● **Çıkarılan Metin**:

╭──

Dizi filmler...

Abone Ol

Pandemiydi, ekonomik koşullardı derken insanlar vakitlerinin çoğunu evlerinde geçirmeye başladılar.

Dışarıda yemek yiyemeyen, eğlenceye, sinemaya, tiyatroya gidemeyen günümüz insanının tek vakit geçirme şekli evindeki televizyon oldu. Gün içerisinde çalışmak zorunda olanlar akşam saatlerinde televizyonlarda oynayan dizi filmlere bağlandı.

Dizilerde Türk örf ve adetlerine uymayan ilişkiler ile gençleri şiddete yönlendiren mafyatik sahneleri RTÜK'ün görev alanı içerisinde bırakalım.

Dizi filmlere bağımlılık ile ilgili söylenen çok şey var. Bu konuyu da uzmanlarına bırakalım.

Ben dizilerde rastladığım daha spesifik konuları irdelemek istiyorum. Bunlar sırasıyla;

1. Fazla reyting almayan diziler ilk 4 ya da 8 bölüm sonunda final yapıyorlar. Tabi senaryo dizinin devam edeceği düşünülerek yazıldığı için finalde, hikayedeki hiçbir soru cevabını bulamamış oluyor. Her şey havada kalmış bir şekilde biten dizinin karşısında sadık seyircisi boş boş bakışlarla kalıyor. Yani tutmayan dizinin günahını seyretmeyenler değil, seyredenler çekiyor. En azından sizi seyredene saygı açısından bunu yapmayın. Bunu hem televizyon kanalı hem de yapımcı firma için söylüyorum. Dizinin bitirilmesine son anda bile karar verildiyse senaryonun sonuna 5-10 dakikaya sığacak gerçek bir final eklersiniz, ek çekim olarak yapar ve seyircinizin karşısına, onlara saygı duyan kanal yönetimi olarak çıkarsınız. Bunun çözümü de çok basit, yapımcı firmayla yapılan sözleşmeye beklenilmeyen final durumunda ne istendiğini şart koşmak.

╰──

● **Yapılacak İşlemler**:
1) Dizi filmler hakkındaki yazıya göre fazla reyting almayan diziler kaçıncı bölümün sonunda final yapmaktadır?
2) Dizi filmler hakkındaki yazıda geçen "Dizi filmlere bağımlılık ile ilgili söylenen çok şey var." cümlesini İngilizceye çeviriniz.
3) Dizi filmler hakkındaki yazıyı kaldığı yerden sürdürünüz.

[Atıf ifadesi verileri]
╭──

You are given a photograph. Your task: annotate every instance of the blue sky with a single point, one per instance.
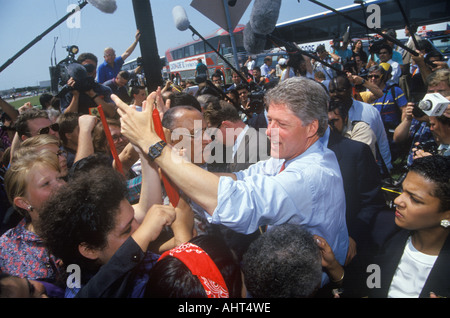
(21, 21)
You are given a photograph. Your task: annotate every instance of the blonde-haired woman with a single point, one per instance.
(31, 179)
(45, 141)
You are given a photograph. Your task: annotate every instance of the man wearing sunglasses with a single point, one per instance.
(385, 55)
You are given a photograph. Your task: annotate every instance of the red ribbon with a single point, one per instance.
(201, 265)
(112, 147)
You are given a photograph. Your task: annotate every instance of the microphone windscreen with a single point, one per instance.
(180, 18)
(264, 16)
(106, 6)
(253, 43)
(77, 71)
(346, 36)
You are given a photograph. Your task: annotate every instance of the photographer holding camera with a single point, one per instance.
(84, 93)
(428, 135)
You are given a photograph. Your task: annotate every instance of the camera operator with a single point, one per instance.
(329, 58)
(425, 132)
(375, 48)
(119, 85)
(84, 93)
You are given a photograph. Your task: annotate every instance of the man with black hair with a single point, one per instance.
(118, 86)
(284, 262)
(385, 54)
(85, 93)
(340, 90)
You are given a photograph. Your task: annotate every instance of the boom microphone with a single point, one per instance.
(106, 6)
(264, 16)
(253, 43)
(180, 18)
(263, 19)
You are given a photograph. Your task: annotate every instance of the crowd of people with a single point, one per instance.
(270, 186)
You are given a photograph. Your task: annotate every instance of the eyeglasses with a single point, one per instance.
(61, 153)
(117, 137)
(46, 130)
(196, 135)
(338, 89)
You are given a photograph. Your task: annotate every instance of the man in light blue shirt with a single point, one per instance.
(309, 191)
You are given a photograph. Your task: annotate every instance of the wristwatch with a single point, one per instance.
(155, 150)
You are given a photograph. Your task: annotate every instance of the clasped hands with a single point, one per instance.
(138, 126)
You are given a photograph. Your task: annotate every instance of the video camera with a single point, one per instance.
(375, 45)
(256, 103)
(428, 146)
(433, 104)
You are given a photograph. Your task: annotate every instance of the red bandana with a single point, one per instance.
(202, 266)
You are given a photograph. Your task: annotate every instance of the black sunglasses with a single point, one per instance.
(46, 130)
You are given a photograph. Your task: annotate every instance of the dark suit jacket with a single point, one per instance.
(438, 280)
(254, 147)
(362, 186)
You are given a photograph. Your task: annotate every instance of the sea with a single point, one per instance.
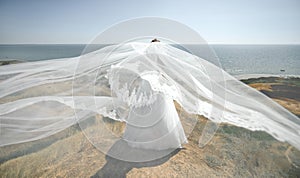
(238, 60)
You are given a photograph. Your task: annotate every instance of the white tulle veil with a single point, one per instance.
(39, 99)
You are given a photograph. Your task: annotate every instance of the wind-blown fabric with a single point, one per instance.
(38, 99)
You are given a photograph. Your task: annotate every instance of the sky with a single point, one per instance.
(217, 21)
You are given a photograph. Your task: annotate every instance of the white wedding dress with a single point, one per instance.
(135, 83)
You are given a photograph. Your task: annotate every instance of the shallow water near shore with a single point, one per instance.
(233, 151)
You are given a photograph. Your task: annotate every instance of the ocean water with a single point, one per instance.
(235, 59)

╰──

● **Cevap Listesi**:
1) İlk 4 ya da 8 bölüm sonunda.

2) There is a lot being said about addiction to TV series.

3)
2. Mekan-zaman dengesine dikkat edilmemesi de dizi filmlerde sık yaşanan bir durum. Örneğin tarihi bir dizi çekiminde, günümüz koşullarında arabayla hatta bazen uçakla bile gidilecek sürenin altında bir zamanda koşarak ya da at ile bir şehirden diğerine ulaşıldığına rastlayabiliyoruz. Yetmiyor bir de geri dönüyorlar. Film yapımcıları, seyirciyi bir yerde "aptal" yerine koyup, bunun sorgulanmayacağını düşünüyorlar. Bunun yerine senaryoyu mantık çerçevesi içinde yazmaları en azından bu tip çekimleri sorgulayanlar için olumlu bir adım olur.

3. Bazı dizilerdeki hikayeler, yeni bir hikaye bulunamazmışcasına sürekli tekrar ediyor... aldatmalar, küslükler, kavgalar, aşık olmalar v.b. Hiç konu bulamıyorsanız, yeni karakterler sokun ve onlara bağlı senaryolar yazın, temcit pilavı gibi kendinizi tekrar etmek yerine. Aslında en iyisi dizilerin 12, bilemediniz 24 bölümde final yapması. Böylece her şeyi tadında bırakırlar.

4. Kapı sorunu. Çekimlerde sık rastlanılan bu konuya nedense bir çözüm bulunamıyor. Kapıların hepsi mi baraka kapısı mübarek. Ya kapı tam kapanmaz ya geri açılır ya oyuncu kapıyla didişir... Bunun ön çekimi yok mu, bir marangoz ya da teknik işlerden anlayan bir usta bulundurmak sette çok mu maliyetli anlamadım.

5. Dizi filmler ve reklamlar arasındaki ses farklılığı. Reklama geçildiğinde desibel birdenbire yükseliyor. İzleyici açısından rahatsız edici bu durumu, kanalların, dikkati televizyonlara çekerek reklam izlenirliğini arttırmak için yaptığını düşünüyorum. Tam tersine reklam nefreti oluşturan bu durumun çözümü için RTÜK devreye girmeli. Reklamlar ile diğer programların desibel seviyesinin eşit olmasını zorunlu tutmalı. Yoksa elimizde kumanda ses düzeyi ile oynamaya devam edeceğiz.

Dizi filmlerle ilgili söylenecek bir köşe yazısına sığmayacak kadar çok konu var. Belli başlılarını sıraladım. Şimdilik bunlara bile çözüm bulunsa yeter. En azından daha az sorgulayarak, dizinin hikayesine kendimizi kaptırırız.